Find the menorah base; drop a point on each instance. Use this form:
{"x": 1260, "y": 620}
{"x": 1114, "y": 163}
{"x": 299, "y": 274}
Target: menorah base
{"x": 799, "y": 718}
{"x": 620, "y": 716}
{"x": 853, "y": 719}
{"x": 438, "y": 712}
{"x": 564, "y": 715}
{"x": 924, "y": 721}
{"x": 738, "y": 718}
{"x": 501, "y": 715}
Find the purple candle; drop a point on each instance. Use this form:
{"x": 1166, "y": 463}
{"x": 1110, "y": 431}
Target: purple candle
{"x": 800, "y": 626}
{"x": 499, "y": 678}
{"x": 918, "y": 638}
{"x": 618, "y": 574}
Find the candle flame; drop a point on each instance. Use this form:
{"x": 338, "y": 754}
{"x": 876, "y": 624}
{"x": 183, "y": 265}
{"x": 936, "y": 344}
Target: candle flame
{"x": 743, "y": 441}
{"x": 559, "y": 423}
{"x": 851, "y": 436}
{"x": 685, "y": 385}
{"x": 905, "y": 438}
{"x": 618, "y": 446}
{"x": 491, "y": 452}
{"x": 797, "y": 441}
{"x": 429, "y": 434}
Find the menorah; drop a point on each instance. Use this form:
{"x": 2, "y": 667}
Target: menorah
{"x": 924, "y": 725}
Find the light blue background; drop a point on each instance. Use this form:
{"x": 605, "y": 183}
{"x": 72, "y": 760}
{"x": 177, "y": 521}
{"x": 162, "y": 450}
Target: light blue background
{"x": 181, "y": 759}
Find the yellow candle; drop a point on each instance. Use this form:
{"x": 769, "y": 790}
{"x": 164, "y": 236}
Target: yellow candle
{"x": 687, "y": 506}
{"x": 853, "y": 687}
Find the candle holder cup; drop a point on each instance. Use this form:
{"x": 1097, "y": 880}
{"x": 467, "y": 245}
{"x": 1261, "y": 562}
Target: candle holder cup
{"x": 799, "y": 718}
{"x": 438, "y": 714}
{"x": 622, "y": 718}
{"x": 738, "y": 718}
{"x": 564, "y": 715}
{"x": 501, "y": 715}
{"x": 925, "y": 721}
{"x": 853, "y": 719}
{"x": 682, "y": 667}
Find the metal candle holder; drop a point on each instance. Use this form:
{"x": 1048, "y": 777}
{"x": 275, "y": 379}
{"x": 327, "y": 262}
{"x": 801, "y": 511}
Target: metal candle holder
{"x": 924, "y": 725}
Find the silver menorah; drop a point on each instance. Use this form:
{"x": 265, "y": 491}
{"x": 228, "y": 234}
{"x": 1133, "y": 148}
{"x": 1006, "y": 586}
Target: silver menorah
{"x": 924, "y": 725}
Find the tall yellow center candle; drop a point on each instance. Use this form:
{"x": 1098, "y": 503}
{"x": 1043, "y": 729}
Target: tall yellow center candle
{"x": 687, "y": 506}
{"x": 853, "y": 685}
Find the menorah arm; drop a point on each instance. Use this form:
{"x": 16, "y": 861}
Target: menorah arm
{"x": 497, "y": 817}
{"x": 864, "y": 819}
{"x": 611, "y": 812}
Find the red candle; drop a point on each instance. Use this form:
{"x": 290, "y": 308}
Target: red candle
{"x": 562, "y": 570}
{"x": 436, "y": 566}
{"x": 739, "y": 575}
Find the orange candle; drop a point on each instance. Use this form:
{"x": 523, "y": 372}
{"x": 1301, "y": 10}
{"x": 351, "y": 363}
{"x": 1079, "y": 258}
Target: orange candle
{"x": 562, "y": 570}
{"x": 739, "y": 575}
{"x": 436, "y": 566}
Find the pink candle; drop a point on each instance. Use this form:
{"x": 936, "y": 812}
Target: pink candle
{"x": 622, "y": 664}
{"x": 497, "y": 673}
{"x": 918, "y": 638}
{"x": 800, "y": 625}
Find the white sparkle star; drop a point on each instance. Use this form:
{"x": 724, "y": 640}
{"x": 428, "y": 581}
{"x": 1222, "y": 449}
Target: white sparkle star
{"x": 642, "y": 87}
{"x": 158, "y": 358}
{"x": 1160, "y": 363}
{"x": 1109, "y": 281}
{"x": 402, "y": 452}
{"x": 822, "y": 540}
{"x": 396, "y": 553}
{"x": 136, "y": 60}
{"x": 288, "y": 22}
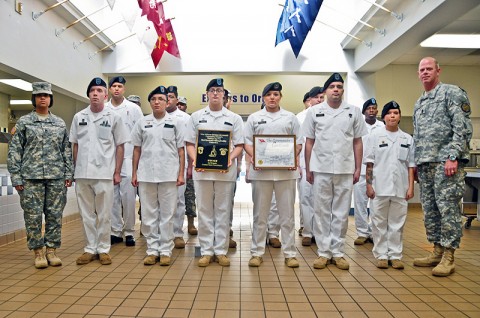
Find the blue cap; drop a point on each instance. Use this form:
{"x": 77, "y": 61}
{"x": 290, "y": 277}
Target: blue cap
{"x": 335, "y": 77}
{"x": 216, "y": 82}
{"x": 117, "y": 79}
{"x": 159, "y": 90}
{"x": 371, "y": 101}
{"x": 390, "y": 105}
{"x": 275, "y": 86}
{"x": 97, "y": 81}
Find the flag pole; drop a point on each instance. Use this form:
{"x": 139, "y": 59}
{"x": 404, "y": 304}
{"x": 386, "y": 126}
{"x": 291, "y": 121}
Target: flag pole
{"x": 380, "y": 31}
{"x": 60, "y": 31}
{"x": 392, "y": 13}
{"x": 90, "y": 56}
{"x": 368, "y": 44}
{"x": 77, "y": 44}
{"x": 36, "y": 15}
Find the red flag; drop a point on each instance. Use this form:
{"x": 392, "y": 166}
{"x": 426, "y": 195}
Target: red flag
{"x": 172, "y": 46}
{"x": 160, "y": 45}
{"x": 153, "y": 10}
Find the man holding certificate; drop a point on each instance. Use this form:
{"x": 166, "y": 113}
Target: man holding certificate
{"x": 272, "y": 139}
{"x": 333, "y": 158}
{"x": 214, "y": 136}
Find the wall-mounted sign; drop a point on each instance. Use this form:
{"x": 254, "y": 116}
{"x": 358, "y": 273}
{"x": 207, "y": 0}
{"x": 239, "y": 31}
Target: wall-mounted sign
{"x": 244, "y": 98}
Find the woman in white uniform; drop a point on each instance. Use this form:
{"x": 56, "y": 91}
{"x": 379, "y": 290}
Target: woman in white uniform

····················

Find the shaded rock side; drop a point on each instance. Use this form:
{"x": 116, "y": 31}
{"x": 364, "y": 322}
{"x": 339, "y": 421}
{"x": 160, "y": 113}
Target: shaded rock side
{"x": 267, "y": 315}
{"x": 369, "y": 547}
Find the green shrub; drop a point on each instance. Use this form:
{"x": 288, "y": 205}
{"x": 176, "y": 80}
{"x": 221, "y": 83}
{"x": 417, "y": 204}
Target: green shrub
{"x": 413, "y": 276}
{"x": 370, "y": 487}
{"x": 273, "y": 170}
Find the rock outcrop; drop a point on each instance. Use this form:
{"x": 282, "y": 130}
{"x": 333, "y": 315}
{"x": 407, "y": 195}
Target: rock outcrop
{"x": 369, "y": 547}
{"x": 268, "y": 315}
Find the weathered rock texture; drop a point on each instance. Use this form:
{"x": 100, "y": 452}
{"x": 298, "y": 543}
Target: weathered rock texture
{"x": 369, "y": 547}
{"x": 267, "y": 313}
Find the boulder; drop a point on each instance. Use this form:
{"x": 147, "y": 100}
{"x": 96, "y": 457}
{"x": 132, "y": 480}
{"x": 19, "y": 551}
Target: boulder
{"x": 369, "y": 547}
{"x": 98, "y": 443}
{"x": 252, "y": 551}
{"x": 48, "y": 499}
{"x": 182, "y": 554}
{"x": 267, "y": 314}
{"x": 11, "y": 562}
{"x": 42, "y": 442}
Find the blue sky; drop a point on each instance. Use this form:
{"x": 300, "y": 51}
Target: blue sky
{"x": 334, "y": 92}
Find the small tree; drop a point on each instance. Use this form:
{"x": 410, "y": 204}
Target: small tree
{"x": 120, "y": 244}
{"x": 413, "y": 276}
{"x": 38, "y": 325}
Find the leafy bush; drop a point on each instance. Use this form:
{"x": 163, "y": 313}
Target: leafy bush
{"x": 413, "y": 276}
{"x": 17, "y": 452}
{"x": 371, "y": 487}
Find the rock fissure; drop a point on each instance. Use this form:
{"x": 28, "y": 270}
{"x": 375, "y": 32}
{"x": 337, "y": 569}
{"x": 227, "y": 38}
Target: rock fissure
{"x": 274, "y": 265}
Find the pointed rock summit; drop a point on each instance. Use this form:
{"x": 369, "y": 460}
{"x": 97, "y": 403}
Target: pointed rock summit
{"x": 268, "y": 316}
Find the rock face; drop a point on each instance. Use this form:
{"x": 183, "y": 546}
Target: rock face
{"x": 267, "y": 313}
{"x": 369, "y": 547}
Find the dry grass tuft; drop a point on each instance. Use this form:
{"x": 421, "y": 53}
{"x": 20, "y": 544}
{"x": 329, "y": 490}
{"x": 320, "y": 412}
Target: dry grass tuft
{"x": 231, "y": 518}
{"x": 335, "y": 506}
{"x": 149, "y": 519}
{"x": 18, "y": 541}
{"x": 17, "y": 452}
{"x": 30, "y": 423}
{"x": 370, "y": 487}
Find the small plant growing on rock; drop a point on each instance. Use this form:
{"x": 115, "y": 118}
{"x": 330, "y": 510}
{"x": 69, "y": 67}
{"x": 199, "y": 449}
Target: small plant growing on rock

····················

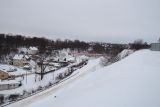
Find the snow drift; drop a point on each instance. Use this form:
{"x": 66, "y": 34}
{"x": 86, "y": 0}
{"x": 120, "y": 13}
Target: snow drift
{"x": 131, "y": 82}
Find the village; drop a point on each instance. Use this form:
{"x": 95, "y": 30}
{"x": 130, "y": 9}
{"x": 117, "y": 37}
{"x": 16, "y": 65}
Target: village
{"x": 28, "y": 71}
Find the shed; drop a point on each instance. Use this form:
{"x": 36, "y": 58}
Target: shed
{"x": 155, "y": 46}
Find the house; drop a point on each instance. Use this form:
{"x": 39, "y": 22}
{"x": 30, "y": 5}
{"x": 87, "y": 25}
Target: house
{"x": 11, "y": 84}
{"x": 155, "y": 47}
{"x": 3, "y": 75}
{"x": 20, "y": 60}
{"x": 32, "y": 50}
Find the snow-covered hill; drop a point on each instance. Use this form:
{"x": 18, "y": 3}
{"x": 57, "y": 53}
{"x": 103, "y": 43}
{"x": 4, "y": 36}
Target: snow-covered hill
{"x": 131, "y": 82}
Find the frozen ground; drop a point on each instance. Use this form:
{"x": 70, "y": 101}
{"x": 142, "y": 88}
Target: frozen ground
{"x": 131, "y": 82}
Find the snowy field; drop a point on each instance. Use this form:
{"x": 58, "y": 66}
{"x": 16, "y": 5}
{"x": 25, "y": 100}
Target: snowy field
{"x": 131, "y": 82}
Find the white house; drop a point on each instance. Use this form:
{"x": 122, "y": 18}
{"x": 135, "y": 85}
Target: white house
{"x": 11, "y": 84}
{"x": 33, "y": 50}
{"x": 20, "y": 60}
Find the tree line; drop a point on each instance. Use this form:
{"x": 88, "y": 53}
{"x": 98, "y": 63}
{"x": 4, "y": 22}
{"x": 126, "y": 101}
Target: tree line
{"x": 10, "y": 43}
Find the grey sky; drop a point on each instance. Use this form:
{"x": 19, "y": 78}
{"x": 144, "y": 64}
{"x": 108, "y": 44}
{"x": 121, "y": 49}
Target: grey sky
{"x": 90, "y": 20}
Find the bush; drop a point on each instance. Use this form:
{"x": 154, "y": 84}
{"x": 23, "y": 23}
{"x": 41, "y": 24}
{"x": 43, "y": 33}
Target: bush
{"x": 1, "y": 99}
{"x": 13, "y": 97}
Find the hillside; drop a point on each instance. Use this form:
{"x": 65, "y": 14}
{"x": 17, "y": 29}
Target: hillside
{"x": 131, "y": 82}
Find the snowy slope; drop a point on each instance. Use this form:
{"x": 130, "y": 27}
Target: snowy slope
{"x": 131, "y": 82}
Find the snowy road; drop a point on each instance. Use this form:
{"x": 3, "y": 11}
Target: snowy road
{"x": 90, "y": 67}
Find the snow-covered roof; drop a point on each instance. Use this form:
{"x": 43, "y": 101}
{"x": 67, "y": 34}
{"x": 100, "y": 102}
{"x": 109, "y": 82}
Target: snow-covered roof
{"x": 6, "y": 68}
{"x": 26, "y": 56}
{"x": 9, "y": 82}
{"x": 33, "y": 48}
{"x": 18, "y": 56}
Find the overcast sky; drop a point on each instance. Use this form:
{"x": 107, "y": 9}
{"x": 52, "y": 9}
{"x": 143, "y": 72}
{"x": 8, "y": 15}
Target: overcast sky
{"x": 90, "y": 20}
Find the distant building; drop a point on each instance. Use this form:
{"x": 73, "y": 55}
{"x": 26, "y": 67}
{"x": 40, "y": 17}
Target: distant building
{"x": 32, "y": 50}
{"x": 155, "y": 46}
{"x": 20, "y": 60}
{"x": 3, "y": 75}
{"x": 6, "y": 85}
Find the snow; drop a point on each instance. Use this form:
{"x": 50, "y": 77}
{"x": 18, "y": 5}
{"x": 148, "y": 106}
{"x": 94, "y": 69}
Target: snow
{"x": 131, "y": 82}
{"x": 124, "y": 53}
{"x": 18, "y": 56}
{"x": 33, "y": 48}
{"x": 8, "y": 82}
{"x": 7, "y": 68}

····················

# Exercise aim
Rewrite the records from the line containing "Find the wall-mounted" through the line containing "Target: woman in white uniform", inclusive, changing "wall-mounted sign" to "wall-mounted placard" and keeping everything else the same.

# Complete answer
Find the wall-mounted placard; drop a point on each instance. Use this form:
{"x": 254, "y": 116}
{"x": 358, "y": 273}
{"x": 207, "y": 0}
{"x": 239, "y": 31}
Target: wall-mounted placard
{"x": 244, "y": 98}
Find the woman in white uniform; drop a point on each instance. Use this form:
{"x": 56, "y": 91}
{"x": 379, "y": 290}
Target: woman in white uniform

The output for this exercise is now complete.